--- Input material Enclosed Below ---

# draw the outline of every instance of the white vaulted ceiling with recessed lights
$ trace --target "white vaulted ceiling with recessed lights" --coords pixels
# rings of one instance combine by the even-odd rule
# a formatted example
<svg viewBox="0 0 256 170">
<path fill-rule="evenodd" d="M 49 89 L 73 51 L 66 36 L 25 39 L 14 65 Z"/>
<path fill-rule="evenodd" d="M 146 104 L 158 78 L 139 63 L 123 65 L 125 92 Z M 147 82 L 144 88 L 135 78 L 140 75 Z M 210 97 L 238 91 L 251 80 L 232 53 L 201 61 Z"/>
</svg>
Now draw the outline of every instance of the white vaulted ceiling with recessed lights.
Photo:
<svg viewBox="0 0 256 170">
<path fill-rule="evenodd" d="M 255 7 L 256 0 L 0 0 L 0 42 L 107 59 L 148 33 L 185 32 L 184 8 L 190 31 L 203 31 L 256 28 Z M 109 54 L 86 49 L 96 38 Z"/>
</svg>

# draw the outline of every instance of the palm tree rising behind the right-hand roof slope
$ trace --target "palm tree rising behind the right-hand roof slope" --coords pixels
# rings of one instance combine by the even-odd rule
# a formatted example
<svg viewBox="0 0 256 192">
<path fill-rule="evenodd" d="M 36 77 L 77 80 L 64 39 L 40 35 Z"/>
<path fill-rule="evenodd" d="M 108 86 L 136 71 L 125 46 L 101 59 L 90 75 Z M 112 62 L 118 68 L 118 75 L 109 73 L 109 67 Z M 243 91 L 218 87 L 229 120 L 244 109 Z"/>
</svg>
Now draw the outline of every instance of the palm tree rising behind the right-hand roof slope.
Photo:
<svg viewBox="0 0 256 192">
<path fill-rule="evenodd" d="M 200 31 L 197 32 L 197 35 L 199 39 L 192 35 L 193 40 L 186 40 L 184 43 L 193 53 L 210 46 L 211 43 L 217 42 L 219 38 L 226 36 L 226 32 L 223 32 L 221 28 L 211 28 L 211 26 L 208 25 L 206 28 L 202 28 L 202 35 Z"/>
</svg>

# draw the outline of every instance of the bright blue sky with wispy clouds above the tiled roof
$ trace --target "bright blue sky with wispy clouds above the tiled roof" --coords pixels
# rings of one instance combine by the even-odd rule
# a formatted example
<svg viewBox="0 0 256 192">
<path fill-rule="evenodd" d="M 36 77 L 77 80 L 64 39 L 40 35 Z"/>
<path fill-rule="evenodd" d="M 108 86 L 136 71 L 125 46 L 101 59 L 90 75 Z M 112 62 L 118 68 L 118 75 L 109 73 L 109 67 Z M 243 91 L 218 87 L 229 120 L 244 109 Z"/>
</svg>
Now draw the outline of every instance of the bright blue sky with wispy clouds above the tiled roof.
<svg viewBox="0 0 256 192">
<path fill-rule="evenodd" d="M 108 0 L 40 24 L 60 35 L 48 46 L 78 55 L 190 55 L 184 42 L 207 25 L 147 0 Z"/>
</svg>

--- End of Enclosed Input material ---

→ **Your instructions**
Transcribe all of the entries without alteration.

→ **Result for this task**
# draw the outline of every instance of the white vaulted ceiling with recessed lights
$ trace --target "white vaulted ceiling with recessed lights" --coords pixels
# rings of one instance combine by the even-odd rule
# a formatted example
<svg viewBox="0 0 256 170">
<path fill-rule="evenodd" d="M 49 89 L 73 51 L 66 36 L 25 39 L 14 65 Z"/>
<path fill-rule="evenodd" d="M 146 104 L 158 78 L 139 63 L 123 65 L 125 92 Z M 147 82 L 144 88 L 135 78 L 140 75 Z M 210 97 L 238 91 L 251 80 L 232 53 L 201 61 Z"/>
</svg>
Now draw the outline of every instance of the white vaulted ceiling with recessed lights.
Photo:
<svg viewBox="0 0 256 170">
<path fill-rule="evenodd" d="M 255 7 L 256 0 L 0 0 L 0 42 L 107 59 L 148 33 L 185 32 L 184 8 L 190 31 L 203 31 L 256 28 Z M 109 54 L 86 49 L 96 38 Z"/>
</svg>

# draw the outline of every instance of the palm tree rising behind the right-hand roof slope
$ trace --target "palm tree rising behind the right-hand roof slope" --coords pixels
# rings of one instance combine by the even-odd rule
# a formatted example
<svg viewBox="0 0 256 192">
<path fill-rule="evenodd" d="M 36 77 L 77 80 L 64 39 L 40 35 Z"/>
<path fill-rule="evenodd" d="M 108 86 L 136 71 L 125 46 L 101 59 L 90 75 Z M 112 62 L 118 68 L 118 75 L 109 73 L 109 67 Z M 243 91 L 218 87 L 229 120 L 244 109 Z"/>
</svg>
Now draw the outline of every instance of the palm tree rising behind the right-hand roof slope.
Photo:
<svg viewBox="0 0 256 192">
<path fill-rule="evenodd" d="M 200 31 L 197 32 L 197 35 L 199 39 L 192 35 L 193 40 L 186 40 L 184 43 L 193 53 L 210 46 L 211 43 L 217 42 L 219 38 L 226 36 L 226 32 L 223 32 L 221 28 L 211 28 L 211 26 L 208 25 L 206 28 L 202 28 L 202 35 Z"/>
</svg>

# draw the outline of every instance of the bright blue sky with wispy clouds above the tiled roof
$ trace --target "bright blue sky with wispy clouds above the tiled roof" --coords pixels
# rings of one instance combine by the even-odd rule
# a formatted example
<svg viewBox="0 0 256 192">
<path fill-rule="evenodd" d="M 36 77 L 77 80 L 64 39 L 40 35 Z"/>
<path fill-rule="evenodd" d="M 108 86 L 136 71 L 125 46 L 101 59 L 90 75 Z M 112 62 L 118 68 L 118 75 L 109 73 L 109 67 Z M 243 91 L 218 87 L 229 120 L 244 109 Z"/>
</svg>
Now draw the outline of every instance of the bright blue sky with wispy clouds above the tiled roof.
<svg viewBox="0 0 256 192">
<path fill-rule="evenodd" d="M 108 0 L 40 24 L 60 35 L 48 46 L 78 55 L 190 55 L 184 42 L 207 25 L 147 0 Z"/>
</svg>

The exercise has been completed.